■ CHALLENGES
a - Answer these questions from the Makers Day article, one line each:
(i) How often has New Jersey Makers Day taken place?
(ii) What did the conductive play dough teach?
(iii) Which grades did Megan Lynn encourage to explore and create?
b - Write out the part of the Makers Day article between "At Roosevelt Intermediate" and "specific challenge cards.", inclusive.
c - Decide whether each statement agrees with the Makers Day article. Answer yes or no, and quote the words from the article that decide it.
(i) The 3D Doodle pens make designs with heated plastic.
(ii) Megan Lynn is the principal of Roosevelt Intermediate School.
(iii) Students visited the library makerspace in April.

■ SELECTED TEXT

There was ingenuity and imagination at work in Westfield Public Schools as students enjoyed makerspace activities in recognition of New Jersey Makers Day, a statewide celebration that has taken place every March for the past five years.
At Roosevelt Intermediate School, there were robots to program and conductive play dough to teach the basics about electrical circuits and 3D Doodle pens to create designs in midair with heated plastic from the pen’s nozzle. There were Makey Makey stations with simple circuits, alligator clips and conductive fruits and vegetables, along with snap circuits with specific challenge cards.
“Or you can just snap the little pieces together to see what you come up with,” said Roosevelt library media specialist Megan Lynn as she encouraged students in grades 6-8 to explore and create during visits to the library makerspace on March 20-22.

■ STORED RECORDS

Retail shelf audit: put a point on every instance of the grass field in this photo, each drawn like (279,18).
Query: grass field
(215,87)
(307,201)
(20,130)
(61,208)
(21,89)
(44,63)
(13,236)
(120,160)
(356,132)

■ ANSWERS TO EACH TASK
a -
(i) Every March for the past five years.
(ii) The basics about electrical circuits.
(iii) Grades 6-8.

b -
At Roosevelt Intermediate School, there were robots to program and conductive play dough to teach the basics about electrical circuits and 3D Doodle pens to create designs in midair with heated plastic from the pen’s nozzle. There were Makey Makey stations with simple circuits, alligator clips and conductive fruits and vegetables, along with snap circuits with specific challenge cards.

c -
(i) Yes: "create designs in midair with heated plastic from the pen’s nozzle"
(ii) No: "Roosevelt library media specialist Megan Lynn"
(iii) No: "visits to the library makerspace on March 20-22"